Исходный отрывок.
========
Александр Костинский: А особенно в области науки. Но вот мы сейчас чуть-чуть попытались рассказать, и то я чувствую, что сейчас все наши слушатели переключат... потому что это, действительно, очень сложно, и к этому надо долго готовиться. Вы можете рассказать, как один депутат другому вылил стакан воды в лицо – и все будут слушать, или какая у него любовница – и это тоже будут слушать, потому что это все понятно. А тут очень большой, как говорят в экономике, барьер вхождения, к сожалению. И поэтому надо быть, вообще-то, недюжинным популяризатором, по большому счету, чтобы...
Елена Чернышкова: Конечно, это специальный талант – интересно и увлекательно об этом рассказывать.
Александр Костинский: Конечно, есть ученые, а есть талант популяризации научного знания. Но с другой стороны, есть еще и то, что многие сейчас... к сожалению, и на центральных каналах, и так далее просто расцветает псевдонаука. Вы знаете, я прочитал замечательное название. Вот есть «независимый журналист», а тут написано – «независимый ученый». Понимаете, вот есть как бы официальные, вредные, плохие ученые, похожие на Михаила Фейгельмана, такие скептики, которые... А есть независимые ученые.
Елена Чернышкова: Так вот, кстати, очень важную вещь вы затронули по поводу псевдонауки и вот эти всех там... ну, мы это называем «мракобесие», так сказать, между собой.
========
Сохранённые данные.
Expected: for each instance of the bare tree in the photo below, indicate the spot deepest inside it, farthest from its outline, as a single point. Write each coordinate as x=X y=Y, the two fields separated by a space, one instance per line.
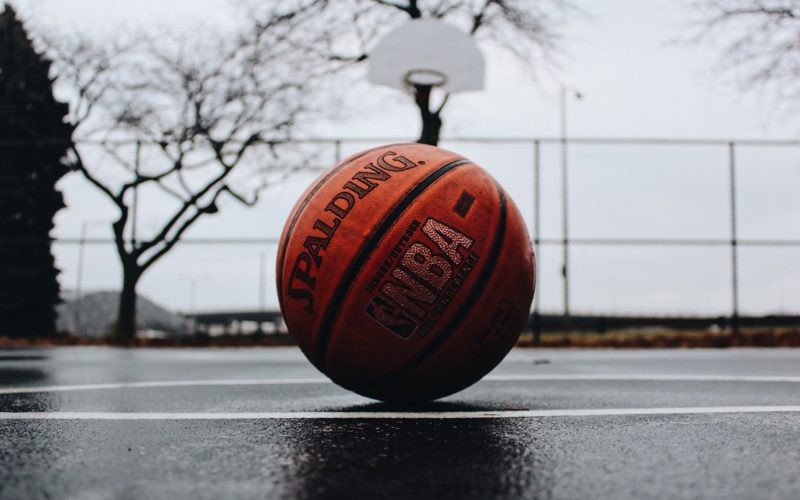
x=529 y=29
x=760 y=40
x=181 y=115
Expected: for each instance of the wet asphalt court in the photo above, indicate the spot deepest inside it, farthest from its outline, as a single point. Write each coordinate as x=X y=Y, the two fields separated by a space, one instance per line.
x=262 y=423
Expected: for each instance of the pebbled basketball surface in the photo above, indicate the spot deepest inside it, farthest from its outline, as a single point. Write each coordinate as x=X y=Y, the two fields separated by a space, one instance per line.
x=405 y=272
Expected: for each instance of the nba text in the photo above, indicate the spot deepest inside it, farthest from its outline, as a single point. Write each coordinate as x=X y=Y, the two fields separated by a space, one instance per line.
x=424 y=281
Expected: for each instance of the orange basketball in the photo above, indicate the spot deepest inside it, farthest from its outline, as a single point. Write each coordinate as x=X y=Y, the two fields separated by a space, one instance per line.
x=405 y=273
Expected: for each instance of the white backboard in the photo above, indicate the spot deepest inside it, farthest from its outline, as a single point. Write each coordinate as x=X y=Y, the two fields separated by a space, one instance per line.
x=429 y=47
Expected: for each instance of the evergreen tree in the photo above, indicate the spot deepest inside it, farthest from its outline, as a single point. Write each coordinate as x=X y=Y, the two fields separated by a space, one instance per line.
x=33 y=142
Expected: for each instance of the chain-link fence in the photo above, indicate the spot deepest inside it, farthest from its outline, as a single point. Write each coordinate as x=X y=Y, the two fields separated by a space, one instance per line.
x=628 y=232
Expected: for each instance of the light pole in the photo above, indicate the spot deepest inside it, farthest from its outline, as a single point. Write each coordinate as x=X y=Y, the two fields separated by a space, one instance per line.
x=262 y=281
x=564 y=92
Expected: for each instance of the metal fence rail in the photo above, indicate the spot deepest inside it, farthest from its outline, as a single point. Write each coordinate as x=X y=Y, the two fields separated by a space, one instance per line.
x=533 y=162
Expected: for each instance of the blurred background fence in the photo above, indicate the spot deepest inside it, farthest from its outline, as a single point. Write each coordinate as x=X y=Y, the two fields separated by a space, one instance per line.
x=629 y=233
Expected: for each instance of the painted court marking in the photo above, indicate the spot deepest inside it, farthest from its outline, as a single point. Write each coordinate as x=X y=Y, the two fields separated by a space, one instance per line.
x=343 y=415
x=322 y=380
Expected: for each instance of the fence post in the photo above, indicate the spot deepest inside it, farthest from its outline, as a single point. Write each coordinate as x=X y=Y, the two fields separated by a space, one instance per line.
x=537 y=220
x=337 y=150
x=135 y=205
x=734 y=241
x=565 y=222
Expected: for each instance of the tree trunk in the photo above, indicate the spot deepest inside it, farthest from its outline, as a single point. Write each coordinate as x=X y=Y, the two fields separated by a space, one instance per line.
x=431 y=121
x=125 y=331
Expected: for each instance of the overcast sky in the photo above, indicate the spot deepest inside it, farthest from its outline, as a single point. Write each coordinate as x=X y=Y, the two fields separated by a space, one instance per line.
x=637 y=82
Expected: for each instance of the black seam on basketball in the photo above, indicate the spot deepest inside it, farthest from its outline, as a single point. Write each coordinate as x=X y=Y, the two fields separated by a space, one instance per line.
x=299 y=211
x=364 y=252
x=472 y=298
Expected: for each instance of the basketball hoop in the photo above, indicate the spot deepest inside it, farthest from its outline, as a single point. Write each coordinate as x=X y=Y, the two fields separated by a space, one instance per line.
========
Задания к упражнению.
[1] Определите, соответствуют ли беседе о популяризации науки следующие утверждения: (а) Костинский считает, что барьер вхождения в науку невелик; (б) Костинский встретил название «независимый ученый»; (в) Чернышкова говорит, что между собой они называют это «мракобесием». Для каждого утверждения ответьте «да» или «нет» и приведите решающие слова беседы в точной цитате.
[2] Допишите беседу о популяризации науки, начав сразу после последней реплики.

Ответы.
[1]
(а) Нет: «А тут очень большой, как говорят в экономике, барьер вхождения, к сожалению».
(б) Да: «Вот есть «независимый журналист», а тут написано – «независимый ученый»».
(в) Да: «ну, мы это называем «мракобесие», так сказать, между собой».

[2]
Александр Костинский: Ну, мракобесие – это, может быть, немножко страшновато.
Елена Чернышкова: Ну, это вот все, что связано... культовые все эти вещи, ну, понятно, о чем речь. Но я вам могу сказать, как бывший журналист, что если рассуждать про вот то самое информационное поле, то как раз отсутствие информации о реальных научных достижениях, о науке, оно... понимаете, свято место пусто не бывает. И как только эта информация ушла по разным причинам, то место этой информации стало занято вот как раз разными новостями, что называется, псевдонаучными. Это очень естественный процесс. И до тех пор, пока люди не будут специально прилагать усилия для того, чтобы, во-первых, искать информацию про то, что происходит в реальной науке, и популяризировать ее, то есть...
Александр Костинский: Реальную науку.
Елена Чернышкова: ...да, реальную науку, конечно, ситуация не улучшится.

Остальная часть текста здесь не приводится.